Excerpts from point annotation data:

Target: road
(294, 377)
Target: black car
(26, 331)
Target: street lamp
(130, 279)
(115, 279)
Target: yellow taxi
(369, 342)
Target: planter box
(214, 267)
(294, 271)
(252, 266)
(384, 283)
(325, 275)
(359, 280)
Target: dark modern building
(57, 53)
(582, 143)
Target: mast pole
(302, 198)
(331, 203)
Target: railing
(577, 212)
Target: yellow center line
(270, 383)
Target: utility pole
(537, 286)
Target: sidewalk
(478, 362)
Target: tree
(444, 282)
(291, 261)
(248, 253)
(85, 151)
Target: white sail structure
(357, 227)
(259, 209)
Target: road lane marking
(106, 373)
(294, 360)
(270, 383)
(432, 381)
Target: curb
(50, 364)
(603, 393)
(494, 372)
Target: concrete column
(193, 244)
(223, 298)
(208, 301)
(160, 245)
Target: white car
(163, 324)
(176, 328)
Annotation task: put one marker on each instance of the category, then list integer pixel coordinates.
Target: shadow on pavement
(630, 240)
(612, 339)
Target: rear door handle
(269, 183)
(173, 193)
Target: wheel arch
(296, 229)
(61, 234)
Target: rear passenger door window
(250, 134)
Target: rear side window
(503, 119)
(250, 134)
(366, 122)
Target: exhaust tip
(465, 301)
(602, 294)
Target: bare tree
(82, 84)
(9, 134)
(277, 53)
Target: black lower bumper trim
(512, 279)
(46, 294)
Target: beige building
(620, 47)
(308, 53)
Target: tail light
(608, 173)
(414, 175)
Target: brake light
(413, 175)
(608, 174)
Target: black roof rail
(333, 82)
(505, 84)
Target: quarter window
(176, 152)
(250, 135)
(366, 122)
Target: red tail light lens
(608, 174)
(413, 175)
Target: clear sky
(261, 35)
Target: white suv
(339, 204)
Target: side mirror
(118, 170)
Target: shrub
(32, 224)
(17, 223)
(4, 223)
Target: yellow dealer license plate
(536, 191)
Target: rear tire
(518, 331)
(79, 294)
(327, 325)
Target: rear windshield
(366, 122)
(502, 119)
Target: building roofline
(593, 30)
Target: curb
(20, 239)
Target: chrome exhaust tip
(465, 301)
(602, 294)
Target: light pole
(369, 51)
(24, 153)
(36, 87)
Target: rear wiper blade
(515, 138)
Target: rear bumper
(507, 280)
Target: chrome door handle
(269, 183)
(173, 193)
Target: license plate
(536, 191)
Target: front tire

GIVEN PROBLEM: Quote the entire listing above exactly.

ANSWER TO THE TASK:
Target: road
(294, 377)
Target: black car
(26, 331)
Target: street lamp
(130, 279)
(115, 279)
Target: yellow taxi
(369, 342)
Target: planter box
(214, 267)
(294, 271)
(252, 266)
(384, 283)
(325, 275)
(359, 280)
Target: dark modern building
(57, 53)
(582, 143)
Target: mast pole
(302, 198)
(331, 203)
Target: railing
(577, 212)
Target: yellow center line
(270, 383)
Target: utility pole
(537, 286)
Target: sidewalk
(478, 362)
Target: tree
(444, 282)
(291, 261)
(248, 253)
(85, 151)
Target: white sail structure
(357, 227)
(259, 209)
Target: road lane marking
(106, 373)
(294, 360)
(270, 383)
(432, 381)
Target: curb
(50, 364)
(603, 393)
(494, 372)
Target: concrete column
(193, 244)
(223, 298)
(208, 301)
(160, 245)
Target: white car
(163, 324)
(176, 328)
Annotation task: put one marker on each instance of the category, then list integer pixel coordinates.
Target: shadow on pavement
(630, 240)
(612, 339)
Target: rear door handle
(269, 183)
(173, 193)
Target: wheel arch
(296, 229)
(61, 234)
Target: rear passenger door window
(250, 134)
Target: rear side window
(503, 119)
(250, 134)
(366, 122)
Target: exhaust tip
(465, 301)
(602, 294)
Target: bare tree
(82, 84)
(9, 134)
(277, 53)
Target: black lower bumper trim
(512, 279)
(46, 294)
Target: beige building
(620, 47)
(308, 53)
Target: tail light
(608, 173)
(414, 175)
Target: brake light
(413, 175)
(608, 174)
Target: black roof rail
(333, 82)
(505, 84)
Target: quarter window
(176, 152)
(250, 135)
(366, 122)
Target: red tail light lens
(608, 174)
(413, 175)
Target: clear sky
(261, 35)
Target: white suv
(339, 204)
Target: side mirror
(118, 170)
Target: shrub
(32, 224)
(17, 223)
(4, 223)
Target: yellow dealer license plate
(536, 191)
Target: rear tire
(518, 331)
(79, 294)
(327, 325)
Target: rear windshield
(366, 122)
(502, 119)
Target: building roofline
(593, 30)
Target: curb
(20, 239)
Target: chrome exhaust tip
(465, 301)
(602, 294)
Target: light pole
(369, 51)
(24, 153)
(36, 87)
Target: rear wiper blade
(515, 138)
Target: rear bumper
(507, 280)
Target: chrome door handle
(269, 183)
(173, 193)
Target: license plate
(536, 191)
Target: front tire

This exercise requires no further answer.